→ **Document excerpt**

- - - - -

Big Beautiful Cutthroat

Having been on so many family trips lately, this week was reserved for a solo trip to a favorite area of mine.

The mountains are so rich and green this time of year and the fishing is excellent, so off I went into the world of giant quaking aspen, green grass, and shaded trails.

 My hike wasn't too long, but my first stop required a little trail blazing.  It was a small beaver pond that I've fished a couple of times, always full of little cutthroat.

Imagine my surprise when I saw this:

The pond was completely stacked with spawning cutts.  From the looks of it, most were between 16 and 20 inches.

There must have been 40 or more in the pond.  What a find!

Sneaking up as carefully as possible, I made my way to within reach and watched for a few minutes to observe their behavior.  They seemed very aggressive, feeding in the deeper area as the others churned vigorously in the gravel.

Not knowing which fly to choose and not wanting to spook the fish with anything, I tied on a red killer caddis and carefully placed my first cast.

It didn't take long and I had a big bend in my rod with a 22" pig of a female on the fly.

She fought very hard and took awhile to get in, causing her a lot of stress.  I nursed her back to health carefully in the clean flowing water coming in behind me and sent her back to drop off those eggs.

The first fish of the day was quite the start.  Better than I could have asked for.  What really surprised me after the long battle in a small hole, was hooking right into another nice fish, this time a male.

- - - - -

→ **Given entries**
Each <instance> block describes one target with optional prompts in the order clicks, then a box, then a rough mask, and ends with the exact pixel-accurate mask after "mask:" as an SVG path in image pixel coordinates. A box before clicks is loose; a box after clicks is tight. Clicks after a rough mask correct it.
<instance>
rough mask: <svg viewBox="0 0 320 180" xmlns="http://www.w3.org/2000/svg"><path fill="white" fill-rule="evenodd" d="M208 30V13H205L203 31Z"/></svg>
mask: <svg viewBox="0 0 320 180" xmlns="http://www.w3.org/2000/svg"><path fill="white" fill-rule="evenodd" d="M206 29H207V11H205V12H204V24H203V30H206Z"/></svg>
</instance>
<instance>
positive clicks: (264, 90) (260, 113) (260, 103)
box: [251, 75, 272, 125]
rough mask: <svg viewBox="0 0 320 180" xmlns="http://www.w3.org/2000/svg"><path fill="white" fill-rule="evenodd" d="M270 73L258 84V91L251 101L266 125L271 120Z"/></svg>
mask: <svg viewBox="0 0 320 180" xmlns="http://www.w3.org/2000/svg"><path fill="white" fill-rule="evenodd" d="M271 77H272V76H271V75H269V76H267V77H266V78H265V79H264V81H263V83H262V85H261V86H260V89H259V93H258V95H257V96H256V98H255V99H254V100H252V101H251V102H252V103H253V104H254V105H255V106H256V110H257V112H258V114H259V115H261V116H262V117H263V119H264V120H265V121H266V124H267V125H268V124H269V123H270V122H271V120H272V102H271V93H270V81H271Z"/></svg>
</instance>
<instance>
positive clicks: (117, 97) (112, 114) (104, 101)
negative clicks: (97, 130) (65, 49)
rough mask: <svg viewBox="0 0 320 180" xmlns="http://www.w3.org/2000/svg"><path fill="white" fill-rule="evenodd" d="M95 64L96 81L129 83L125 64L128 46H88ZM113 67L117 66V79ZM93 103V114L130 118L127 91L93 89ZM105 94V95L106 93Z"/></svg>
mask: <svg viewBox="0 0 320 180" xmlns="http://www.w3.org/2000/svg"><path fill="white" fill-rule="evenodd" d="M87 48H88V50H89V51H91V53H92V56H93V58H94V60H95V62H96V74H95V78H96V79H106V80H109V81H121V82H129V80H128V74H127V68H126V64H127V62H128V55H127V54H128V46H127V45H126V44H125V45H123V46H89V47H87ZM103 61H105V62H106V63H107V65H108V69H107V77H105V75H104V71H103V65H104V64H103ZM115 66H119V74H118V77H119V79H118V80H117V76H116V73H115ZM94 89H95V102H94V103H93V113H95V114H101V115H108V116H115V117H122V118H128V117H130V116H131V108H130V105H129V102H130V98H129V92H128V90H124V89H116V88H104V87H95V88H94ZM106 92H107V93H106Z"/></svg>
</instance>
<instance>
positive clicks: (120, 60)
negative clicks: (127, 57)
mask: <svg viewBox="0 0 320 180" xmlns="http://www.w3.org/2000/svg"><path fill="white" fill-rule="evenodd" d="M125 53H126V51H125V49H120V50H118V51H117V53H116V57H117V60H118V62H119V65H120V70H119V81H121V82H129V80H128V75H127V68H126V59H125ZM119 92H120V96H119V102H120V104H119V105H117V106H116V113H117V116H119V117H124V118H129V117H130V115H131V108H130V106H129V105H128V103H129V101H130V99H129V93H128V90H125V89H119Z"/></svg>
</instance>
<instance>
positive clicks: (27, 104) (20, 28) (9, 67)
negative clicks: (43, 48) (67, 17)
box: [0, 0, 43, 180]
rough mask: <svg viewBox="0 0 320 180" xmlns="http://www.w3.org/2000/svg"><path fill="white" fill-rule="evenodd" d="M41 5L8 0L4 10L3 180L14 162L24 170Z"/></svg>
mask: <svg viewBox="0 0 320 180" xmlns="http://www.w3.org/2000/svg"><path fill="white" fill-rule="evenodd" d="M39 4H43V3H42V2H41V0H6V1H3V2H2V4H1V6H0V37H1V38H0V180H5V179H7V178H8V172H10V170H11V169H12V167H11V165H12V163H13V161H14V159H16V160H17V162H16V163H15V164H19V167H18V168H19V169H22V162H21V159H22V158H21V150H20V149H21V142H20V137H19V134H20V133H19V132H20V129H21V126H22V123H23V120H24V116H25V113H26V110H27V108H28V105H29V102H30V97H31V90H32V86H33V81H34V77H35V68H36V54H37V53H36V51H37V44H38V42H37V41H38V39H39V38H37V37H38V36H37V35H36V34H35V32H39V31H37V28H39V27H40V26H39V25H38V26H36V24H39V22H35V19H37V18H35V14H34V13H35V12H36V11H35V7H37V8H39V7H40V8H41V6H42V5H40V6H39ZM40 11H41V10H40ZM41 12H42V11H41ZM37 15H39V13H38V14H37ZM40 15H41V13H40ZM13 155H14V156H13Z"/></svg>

- - - - -

→ **Brief 1**
In the fishing post, list every number written in digits, in the order they appear.
→ **Brief 2**
Answer from the fishing post, one line each:
(a) What fly did the writer tie on before the first cast?
(b) What kind of pond was the first stop?
(c) What sex was the fish hooked after the first one?
→ **Brief 3**
Reproduce a passage of the fishing post, beginning at the words "The mountains are" and stopping after "in the gravel.".
Rely solely on the fishing post; the rows play no part.

→ **Reply 1**
16, 20, 40, 22

→ **Reply 2**
(a) A red killer caddis
(b) A small beaver pond
(c) Male

→ **Reply 3**
The mountains are so rich and green this time of year and the fishing is excellent, so off I went into the world of giant quaking aspen, green grass, and shaded trails.

 My hike wasn't too long, but my first stop required a little trail blazing.  It was a small beaver pond that I've fished a couple of times, always full of little cutthroat.

Imagine my surprise when I saw this:

The pond was completely stacked with spawning cutts.  From the looks of it, most were between 16 and 20 inches.

There must have been 40 or more in the pond.  What a find!

Sneaking up as carefully as possible, I made my way to within reach and watched for a few minutes to observe their behavior.  They seemed very aggressive, feeding in the deeper area as the others churned vigorously in the gravel.